## 本文
________

最近、noteのある記事のなかに英語学習のモティベーションに関する非常に面白い記事を見つけた。(noteのシステムをまだ理解していないので可能なら後日リンクをご紹介したい)私もその方と同じような印象を持っていたため、大変興味深く拝読した。一般的に英語学習へのモティベーションの維持方法なるものは「やりたくないことを何とか続けていくための工夫」的なもののようだ。


ま、でも、わからないことはない。私のドイツ語は長らくそんな感じだったからだ。20年以上毎日のようにドイツ人と話す人生を送ってきて、もっと流暢に操ることができれば仕事でも使え、生徒さんの視点も理解できるのに「お勉強」に気持ちが行かない。そんな時期が何年も続いていた。

でも、今から20年以上前、勉強し始めの頃は燃えに燃えていた。ドイツ語クラスに参加し、辞書を引きまくり、CDも毎日数時間聞いていた。ドイツ語検定3級合格、2級合格と順調だった。Themen NEUという教科書の2のCD、学習開始時には全く聞き取れなかったのに、全部理解できるようになった。だけど、そこで止まった。

________

## 課題一覧
• A. 本文によると、筆者がドイツ語検定で合格したのは何級か。
• B. 本文のうち、「ま、でも、わからないことはな」から「た。だけど、そこで止まった。」までを、両端の語句も含めてそのまま書き写しなさい。
この後に続くエントリは参照しなくてよい。

[位置ラベル付けの記録]
________

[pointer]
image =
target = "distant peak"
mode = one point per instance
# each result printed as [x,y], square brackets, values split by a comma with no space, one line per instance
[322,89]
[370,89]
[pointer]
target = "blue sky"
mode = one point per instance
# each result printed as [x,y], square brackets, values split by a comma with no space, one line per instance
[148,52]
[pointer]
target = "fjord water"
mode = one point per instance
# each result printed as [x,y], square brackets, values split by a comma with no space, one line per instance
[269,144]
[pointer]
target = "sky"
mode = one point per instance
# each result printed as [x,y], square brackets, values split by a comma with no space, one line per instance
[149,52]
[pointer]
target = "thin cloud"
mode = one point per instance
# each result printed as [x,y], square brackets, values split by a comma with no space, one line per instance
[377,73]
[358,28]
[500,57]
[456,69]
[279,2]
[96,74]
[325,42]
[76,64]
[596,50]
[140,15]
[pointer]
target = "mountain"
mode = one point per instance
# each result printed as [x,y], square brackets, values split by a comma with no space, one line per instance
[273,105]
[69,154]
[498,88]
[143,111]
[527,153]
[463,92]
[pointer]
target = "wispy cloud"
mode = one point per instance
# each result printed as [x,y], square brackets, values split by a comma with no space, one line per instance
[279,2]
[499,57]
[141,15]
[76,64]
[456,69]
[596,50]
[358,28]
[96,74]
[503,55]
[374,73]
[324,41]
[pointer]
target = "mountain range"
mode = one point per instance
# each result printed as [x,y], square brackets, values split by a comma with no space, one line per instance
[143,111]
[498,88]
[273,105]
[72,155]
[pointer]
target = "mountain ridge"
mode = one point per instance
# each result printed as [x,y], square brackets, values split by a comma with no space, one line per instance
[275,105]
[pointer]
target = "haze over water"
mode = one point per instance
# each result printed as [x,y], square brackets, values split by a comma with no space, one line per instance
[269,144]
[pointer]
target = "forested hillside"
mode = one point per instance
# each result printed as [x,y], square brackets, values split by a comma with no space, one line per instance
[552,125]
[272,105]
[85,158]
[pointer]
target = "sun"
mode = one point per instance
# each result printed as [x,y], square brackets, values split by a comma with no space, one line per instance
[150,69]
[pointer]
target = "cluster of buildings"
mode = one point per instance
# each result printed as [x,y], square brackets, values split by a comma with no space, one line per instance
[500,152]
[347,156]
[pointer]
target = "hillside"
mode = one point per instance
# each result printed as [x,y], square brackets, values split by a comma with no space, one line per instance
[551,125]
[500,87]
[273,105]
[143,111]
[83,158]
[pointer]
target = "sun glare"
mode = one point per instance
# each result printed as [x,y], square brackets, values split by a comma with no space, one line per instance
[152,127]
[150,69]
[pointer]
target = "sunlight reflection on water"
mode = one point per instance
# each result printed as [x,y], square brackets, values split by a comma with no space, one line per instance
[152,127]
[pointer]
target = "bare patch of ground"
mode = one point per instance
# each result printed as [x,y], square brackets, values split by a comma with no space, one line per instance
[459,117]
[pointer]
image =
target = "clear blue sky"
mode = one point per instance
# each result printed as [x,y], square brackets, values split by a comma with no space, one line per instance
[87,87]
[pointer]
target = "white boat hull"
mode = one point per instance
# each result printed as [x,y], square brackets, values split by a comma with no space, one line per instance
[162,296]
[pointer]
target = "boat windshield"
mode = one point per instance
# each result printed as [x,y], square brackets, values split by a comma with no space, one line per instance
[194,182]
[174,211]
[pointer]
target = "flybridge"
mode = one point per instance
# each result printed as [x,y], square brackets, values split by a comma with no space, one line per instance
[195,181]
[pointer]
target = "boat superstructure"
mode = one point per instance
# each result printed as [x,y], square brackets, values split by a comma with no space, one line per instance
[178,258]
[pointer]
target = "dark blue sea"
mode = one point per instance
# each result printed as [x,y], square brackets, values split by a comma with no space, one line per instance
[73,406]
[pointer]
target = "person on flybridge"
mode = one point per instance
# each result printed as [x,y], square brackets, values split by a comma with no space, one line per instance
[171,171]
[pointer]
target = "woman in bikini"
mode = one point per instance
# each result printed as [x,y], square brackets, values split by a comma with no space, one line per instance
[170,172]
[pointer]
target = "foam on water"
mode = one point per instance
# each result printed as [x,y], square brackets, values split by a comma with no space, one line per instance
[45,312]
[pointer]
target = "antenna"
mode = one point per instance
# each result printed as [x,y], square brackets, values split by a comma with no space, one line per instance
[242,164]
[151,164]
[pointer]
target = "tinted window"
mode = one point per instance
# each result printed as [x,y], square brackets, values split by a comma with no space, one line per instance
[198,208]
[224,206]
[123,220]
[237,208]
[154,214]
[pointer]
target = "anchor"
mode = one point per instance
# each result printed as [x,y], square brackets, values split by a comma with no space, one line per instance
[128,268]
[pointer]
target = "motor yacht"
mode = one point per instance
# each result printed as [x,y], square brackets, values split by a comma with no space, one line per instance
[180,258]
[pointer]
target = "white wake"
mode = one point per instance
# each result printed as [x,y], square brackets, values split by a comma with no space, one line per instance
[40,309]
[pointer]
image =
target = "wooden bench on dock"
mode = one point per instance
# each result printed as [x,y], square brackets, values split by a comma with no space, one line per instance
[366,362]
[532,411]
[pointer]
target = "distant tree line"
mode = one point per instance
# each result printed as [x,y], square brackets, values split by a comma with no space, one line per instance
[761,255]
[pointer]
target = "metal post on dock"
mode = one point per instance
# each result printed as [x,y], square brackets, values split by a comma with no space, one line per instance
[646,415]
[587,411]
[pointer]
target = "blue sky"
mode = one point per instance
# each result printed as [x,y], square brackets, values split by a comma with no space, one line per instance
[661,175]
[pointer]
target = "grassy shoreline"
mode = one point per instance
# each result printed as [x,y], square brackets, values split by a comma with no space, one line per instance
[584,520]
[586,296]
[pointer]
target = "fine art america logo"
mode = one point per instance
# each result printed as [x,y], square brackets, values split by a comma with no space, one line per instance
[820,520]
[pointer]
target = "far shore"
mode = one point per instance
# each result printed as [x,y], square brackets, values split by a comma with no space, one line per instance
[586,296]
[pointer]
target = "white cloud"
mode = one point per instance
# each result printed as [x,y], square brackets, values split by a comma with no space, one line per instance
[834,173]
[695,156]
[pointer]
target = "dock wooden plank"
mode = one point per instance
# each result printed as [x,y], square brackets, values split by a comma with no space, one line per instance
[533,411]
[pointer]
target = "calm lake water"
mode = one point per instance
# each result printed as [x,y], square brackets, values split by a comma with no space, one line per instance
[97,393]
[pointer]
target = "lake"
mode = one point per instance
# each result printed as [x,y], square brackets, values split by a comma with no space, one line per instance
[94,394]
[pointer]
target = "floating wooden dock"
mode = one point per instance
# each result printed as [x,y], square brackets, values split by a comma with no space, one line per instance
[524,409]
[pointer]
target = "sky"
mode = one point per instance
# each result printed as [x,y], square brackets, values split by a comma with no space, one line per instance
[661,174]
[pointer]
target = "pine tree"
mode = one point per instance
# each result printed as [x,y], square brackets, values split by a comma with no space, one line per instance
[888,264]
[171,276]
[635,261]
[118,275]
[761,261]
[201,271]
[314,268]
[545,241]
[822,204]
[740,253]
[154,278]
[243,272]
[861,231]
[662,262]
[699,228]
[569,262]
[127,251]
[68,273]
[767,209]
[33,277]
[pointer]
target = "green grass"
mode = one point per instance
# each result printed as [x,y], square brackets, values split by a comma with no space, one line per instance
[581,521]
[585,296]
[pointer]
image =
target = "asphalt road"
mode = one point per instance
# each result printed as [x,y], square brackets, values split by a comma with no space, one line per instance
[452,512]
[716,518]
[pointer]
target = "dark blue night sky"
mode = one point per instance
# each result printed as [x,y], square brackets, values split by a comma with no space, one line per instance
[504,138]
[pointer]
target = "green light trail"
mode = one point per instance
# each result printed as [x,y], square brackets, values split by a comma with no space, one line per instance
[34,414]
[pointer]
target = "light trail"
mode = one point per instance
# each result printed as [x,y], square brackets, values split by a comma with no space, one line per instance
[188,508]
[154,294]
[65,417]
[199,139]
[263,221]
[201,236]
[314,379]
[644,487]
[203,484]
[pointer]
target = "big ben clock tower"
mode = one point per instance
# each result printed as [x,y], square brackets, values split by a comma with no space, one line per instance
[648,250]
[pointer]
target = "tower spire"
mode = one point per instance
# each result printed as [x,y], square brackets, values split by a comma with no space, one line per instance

________

## 演習の解答
• A. 3級と2級である。

• B.
ま、でも、わからないことはない。私のドイツ語は長らくそんな感じだったからだ。20年以上毎日のようにドイツ人と話す人生を送ってきて、もっと流暢に操ることができれば仕事でも使え、生徒さんの視点も理解できるのに「お勉強」に気持ちが行かない。そんな時期が何年も続いていた。

でも、今から20年以上前、勉強し始めの頃は燃えに燃えていた。ドイツ語クラスに参加し、辞書を引きまくり、CDも毎日数時間聞いていた。ドイツ語検定3級合格、2級合格と順調だった。Themen NEUという教科書の2のCD、学習開始時には全く聞き取れなかったのに、全部理解できるようになった。だけど、そこで止まった。